§ **WHAT TO PRODUCE**
Read the listing and extract each line that includes the word "found".

§ **RECORDED INFORMATION**
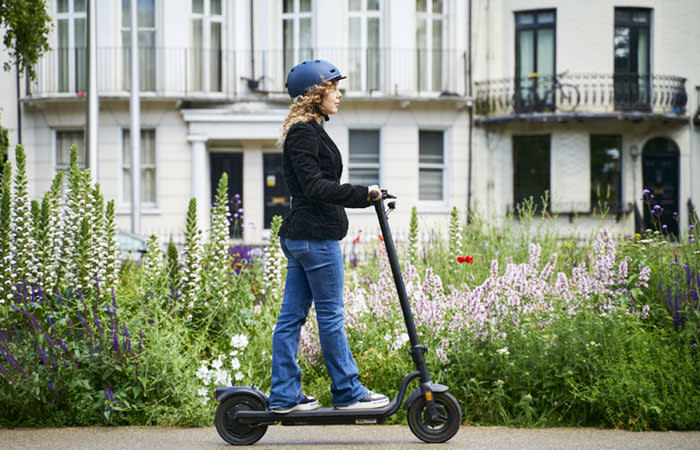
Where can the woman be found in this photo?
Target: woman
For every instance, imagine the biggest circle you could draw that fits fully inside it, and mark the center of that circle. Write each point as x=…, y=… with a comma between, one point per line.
x=309, y=237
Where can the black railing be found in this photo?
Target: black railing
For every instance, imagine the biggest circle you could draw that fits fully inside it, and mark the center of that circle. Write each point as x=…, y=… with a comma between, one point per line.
x=191, y=72
x=581, y=93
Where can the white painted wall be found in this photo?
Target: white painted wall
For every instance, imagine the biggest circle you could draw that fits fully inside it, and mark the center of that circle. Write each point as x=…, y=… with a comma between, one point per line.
x=584, y=44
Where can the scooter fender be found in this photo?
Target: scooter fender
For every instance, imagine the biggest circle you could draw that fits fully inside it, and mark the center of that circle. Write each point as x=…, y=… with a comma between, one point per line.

§ **RESULT OF THE EXERCISE**
Where can the woman be found in this photo?
Where can the black railing be found in this photo?
Where can the white painted wall be found in this photo?
Where can the scooter fender be found in this photo?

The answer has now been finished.